* **Data for the task**
<<<<
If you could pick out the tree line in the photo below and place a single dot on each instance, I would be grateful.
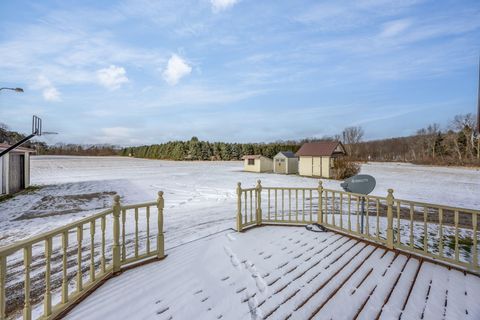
(456, 144)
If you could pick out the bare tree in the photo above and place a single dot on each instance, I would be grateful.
(352, 136)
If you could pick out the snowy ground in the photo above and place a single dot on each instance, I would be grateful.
(280, 273)
(199, 196)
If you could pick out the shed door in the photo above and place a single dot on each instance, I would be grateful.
(17, 172)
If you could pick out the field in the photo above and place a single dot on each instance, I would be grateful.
(200, 197)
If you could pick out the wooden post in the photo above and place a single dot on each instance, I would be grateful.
(116, 234)
(259, 202)
(390, 200)
(160, 238)
(239, 207)
(3, 284)
(320, 200)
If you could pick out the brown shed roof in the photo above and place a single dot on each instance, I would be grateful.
(321, 148)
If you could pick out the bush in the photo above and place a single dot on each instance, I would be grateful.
(345, 168)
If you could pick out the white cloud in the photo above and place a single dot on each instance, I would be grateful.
(394, 28)
(220, 5)
(49, 92)
(176, 69)
(112, 77)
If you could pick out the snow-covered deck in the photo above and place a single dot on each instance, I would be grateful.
(284, 272)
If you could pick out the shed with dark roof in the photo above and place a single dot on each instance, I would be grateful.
(285, 162)
(317, 159)
(14, 169)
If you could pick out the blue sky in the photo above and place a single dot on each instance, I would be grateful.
(141, 71)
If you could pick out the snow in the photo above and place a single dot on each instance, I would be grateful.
(279, 272)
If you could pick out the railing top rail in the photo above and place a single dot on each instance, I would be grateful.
(140, 205)
(9, 249)
(438, 206)
(288, 188)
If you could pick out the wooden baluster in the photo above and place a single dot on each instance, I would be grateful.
(103, 260)
(399, 231)
(440, 232)
(412, 242)
(47, 299)
(341, 210)
(246, 206)
(136, 233)
(239, 207)
(456, 236)
(79, 258)
(289, 204)
(64, 267)
(358, 213)
(311, 207)
(474, 235)
(276, 205)
(92, 251)
(160, 236)
(303, 207)
(320, 212)
(269, 204)
(333, 208)
(124, 242)
(377, 205)
(390, 200)
(258, 203)
(425, 230)
(367, 217)
(27, 260)
(349, 212)
(296, 205)
(148, 228)
(3, 284)
(116, 256)
(251, 206)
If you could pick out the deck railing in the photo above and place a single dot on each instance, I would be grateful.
(440, 232)
(60, 267)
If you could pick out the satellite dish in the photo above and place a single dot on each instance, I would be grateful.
(361, 183)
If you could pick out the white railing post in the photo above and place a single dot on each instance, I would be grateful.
(160, 238)
(259, 202)
(390, 200)
(320, 203)
(239, 207)
(116, 234)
>>>>
* **What this task involves**
In transcribing the records, omit the pictures and keep everything else exactly as it appears.

* **Response below**
If you could pick out the tree line in the photo below and place a single dot on each instance, I would be grateful.
(456, 144)
If you could pick out the bare tree in the photo above and place a single dot on each instance, I would be grateful.
(352, 136)
If you could pick out the snowy ground in the photo above and place a single dot on each instance, I would be grateful.
(280, 273)
(199, 196)
If you could pick out the shed door in the photo above and place a single dot on each instance, I would be grateful.
(17, 172)
If you could pick out the field in the photo above and place a single dot on each instance, I would be grateful.
(200, 197)
If you could pick out the wooden post in the photo above and place a single dot on each instance, I would be grateful.
(116, 234)
(259, 202)
(390, 200)
(160, 238)
(239, 207)
(3, 284)
(320, 200)
If you could pick out the brown shed roof in the photo above and place a single dot on each instance, I would be grateful.
(321, 148)
If you could pick out the bush in the photo above and place a single dot on each instance, I would be grateful.
(345, 168)
If you could pick out the white cloud in the photo above and place a single dot on each instance, I would be grateful.
(394, 28)
(220, 5)
(49, 92)
(176, 69)
(112, 77)
If you could pick out the snow-covered deck in the photo above and place a single dot on each instance, I would be grateful.
(284, 272)
If you could pick out the shed with dark roof in the photo above and place a single dot on each instance, I would be grateful.
(285, 162)
(317, 159)
(14, 169)
If you could pick out the blue sky in the photo above and place a single dot on each instance, I would be grateful.
(141, 71)
If you could pick out the snow in the photo above and place a single dot on each instance, I would be grateful.
(279, 272)
If you could pick out the railing top rail in the photo above and place a single dot on each instance, I would be grateful.
(140, 205)
(9, 249)
(438, 206)
(288, 188)
If you could pick out the wooden baluster in the photo above and place a single dot on each instance, I would be grateful.
(103, 260)
(399, 231)
(440, 232)
(412, 242)
(47, 299)
(341, 210)
(246, 206)
(136, 233)
(239, 207)
(456, 236)
(79, 258)
(289, 204)
(64, 267)
(358, 213)
(311, 207)
(474, 235)
(276, 205)
(92, 251)
(160, 236)
(303, 207)
(320, 212)
(269, 204)
(333, 208)
(124, 242)
(377, 205)
(390, 200)
(258, 203)
(425, 230)
(367, 217)
(27, 260)
(349, 212)
(296, 205)
(148, 228)
(3, 284)
(116, 256)
(251, 206)
If you could pick out the deck railing in the photo above and place a single dot on each instance, I would be grateful.
(440, 232)
(60, 267)
If you could pick out the satellite dish in the photo above and place a single dot on each instance, I would be grateful.
(361, 183)
If you could pick out the white railing post in the photo above and place a single dot on each instance, I would be grateful.
(160, 238)
(259, 202)
(390, 200)
(320, 203)
(239, 207)
(116, 234)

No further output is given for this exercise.